── Estratto del testo ──

Un Dolby Atmos che non suona come un Dolby Atmos
E’ il 2017. Quasi tutti i blockbuster hollywoodiani arrivano in quel di Melzo in codifica audio Dolby Atmos italiana. Un lusso che ci sognavamo fino a qualche anno fa. Sembrano lontani i momenti in cui si scandagliava il sito web di Arcadia per verificare la presenza o meno del mix Dolby. E’ paradossale ma oggi che il Dolby Atmos si vede un po’ dappertutto (smartphones, soundbar e kit home theatre Ndr.) ha perso gli elementi sbalorditivi che ne costituivano un’esperienza audio-visiva di prima scelta.
Gravity, Mad Max: Fury Road, Frozen rimangono titoli ineccepibili per sfruttare al meglio le potenzialità della sala. Non a caso il team di Arcadia ha riproposto i titoli in una rassegna pochi mesi fa. Tuttavia è una piccolissima selezione considerando il numero di film che si sono fregiati del marchio Dolby negli ultimi anni.

───
── Dati forniti ──

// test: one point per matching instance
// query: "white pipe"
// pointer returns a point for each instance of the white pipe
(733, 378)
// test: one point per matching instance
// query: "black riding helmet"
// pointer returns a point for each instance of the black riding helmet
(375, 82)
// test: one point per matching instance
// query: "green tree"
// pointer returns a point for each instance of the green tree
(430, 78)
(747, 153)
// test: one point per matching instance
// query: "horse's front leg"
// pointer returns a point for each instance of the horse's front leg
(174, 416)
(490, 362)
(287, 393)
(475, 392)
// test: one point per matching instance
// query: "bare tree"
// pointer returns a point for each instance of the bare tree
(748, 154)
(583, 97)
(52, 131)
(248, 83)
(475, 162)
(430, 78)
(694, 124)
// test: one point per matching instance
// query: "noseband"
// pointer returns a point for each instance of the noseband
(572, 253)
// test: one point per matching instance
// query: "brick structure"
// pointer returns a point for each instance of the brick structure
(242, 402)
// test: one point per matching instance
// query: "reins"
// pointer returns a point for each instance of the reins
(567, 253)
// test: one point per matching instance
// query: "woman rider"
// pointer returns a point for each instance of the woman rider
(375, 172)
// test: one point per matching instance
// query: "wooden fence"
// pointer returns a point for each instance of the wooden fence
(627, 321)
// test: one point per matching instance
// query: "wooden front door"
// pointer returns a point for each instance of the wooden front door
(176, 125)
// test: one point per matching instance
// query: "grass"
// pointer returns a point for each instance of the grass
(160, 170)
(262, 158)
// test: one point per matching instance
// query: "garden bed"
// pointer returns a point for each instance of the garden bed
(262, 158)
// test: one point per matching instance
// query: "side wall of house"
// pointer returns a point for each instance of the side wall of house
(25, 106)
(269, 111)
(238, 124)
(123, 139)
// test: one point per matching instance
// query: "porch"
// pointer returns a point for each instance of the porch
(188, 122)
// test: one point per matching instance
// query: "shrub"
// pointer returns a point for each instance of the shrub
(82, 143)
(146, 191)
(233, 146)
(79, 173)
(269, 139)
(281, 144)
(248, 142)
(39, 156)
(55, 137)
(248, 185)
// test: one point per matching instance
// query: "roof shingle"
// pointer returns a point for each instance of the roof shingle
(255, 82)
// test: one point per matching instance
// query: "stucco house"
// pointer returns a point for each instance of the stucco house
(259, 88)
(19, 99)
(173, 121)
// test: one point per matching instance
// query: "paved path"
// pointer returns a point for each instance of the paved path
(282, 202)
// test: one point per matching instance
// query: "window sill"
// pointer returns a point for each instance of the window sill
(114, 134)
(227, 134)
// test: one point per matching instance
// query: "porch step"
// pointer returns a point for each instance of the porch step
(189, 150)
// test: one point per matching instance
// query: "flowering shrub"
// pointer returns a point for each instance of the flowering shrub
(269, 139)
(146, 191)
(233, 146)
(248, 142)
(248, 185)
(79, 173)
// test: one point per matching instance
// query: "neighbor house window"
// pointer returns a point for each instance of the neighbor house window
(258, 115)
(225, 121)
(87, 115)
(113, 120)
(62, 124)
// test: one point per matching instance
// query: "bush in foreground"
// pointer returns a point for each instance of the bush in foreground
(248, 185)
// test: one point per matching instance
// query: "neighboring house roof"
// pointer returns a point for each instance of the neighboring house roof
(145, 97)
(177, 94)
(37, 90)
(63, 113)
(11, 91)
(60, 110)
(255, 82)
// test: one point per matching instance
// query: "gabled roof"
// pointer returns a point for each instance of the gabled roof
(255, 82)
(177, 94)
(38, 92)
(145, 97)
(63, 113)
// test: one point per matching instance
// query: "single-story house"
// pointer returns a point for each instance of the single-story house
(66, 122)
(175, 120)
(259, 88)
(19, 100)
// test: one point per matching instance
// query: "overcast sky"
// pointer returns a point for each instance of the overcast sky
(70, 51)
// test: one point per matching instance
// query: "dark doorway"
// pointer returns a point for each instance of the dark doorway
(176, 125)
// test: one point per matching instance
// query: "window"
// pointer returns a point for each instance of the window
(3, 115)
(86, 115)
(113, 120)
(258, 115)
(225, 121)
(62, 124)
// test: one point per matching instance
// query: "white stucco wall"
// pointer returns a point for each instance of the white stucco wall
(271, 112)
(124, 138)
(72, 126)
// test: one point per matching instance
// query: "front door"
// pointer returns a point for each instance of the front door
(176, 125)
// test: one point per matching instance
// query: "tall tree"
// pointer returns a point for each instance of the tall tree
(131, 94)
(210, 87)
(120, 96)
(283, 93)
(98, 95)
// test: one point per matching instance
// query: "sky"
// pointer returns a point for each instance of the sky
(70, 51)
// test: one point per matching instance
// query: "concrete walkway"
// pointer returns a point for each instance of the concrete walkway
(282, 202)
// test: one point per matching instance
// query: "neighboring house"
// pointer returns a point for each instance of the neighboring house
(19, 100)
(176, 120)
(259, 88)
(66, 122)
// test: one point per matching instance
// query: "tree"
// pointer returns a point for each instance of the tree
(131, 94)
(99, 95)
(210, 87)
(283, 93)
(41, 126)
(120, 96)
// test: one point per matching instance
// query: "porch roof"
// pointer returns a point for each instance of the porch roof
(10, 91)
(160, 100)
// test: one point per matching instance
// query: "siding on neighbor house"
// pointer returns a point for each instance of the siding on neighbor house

───

> _Compiti da svolgere_
(a) Trasforma in un elenco puntato il paragrafo dell'estratto sul Dolby Atmos che inizia con "E’ il 2017.", conservandone i fatti principali.
(b) Quali titoli, secondo l'estratto sul Dolby Atmos, rimangono ineccepibili per sfruttare al meglio le potenzialità della sala?
(c) Riassumi in due frasi l'estratto sul Dolby Atmos.
I record costituiscono un materiale a sé stante rispetto all'estratto.

> _Soluzioni dei compiti_
(a)
- Nel 2017 quasi tutti i blockbuster hollywoodiani arrivano a Melzo con la codifica audio Dolby Atmos in italiano.
- Fino a qualche anno prima era un lusso che si poteva solo sognare.
- Sembra lontano il tempo in cui si controllava il sito web di Arcadia per verificare se c'era il mix Dolby.
- Paradossalmente, ora che il Dolby Atmos si trova un po' dappertutto (smartphone, soundbar e kit home theatre), ha perso gli elementi sbalorditivi che lo rendevano un'esperienza audiovisiva di prima scelta.

(b) Gravity, Mad Max: Fury Road e Frozen.

(c) Nel 2017 quasi tutti i blockbuster hollywoodiani arrivano a Melzo in Dolby Atmos italiano, ma ora che il formato si trova un po' dappertutto ha perso gli elementi sbalorditivi di un tempo. Titoli come Gravity, Mad Max: Fury Road e Frozen restano ineccepibili per la sala e sono stati riproposti da Arcadia in una rassegna, ma sono una piccolissima selezione rispetto ai numerosi film con il marchio Dolby degli ultimi anni.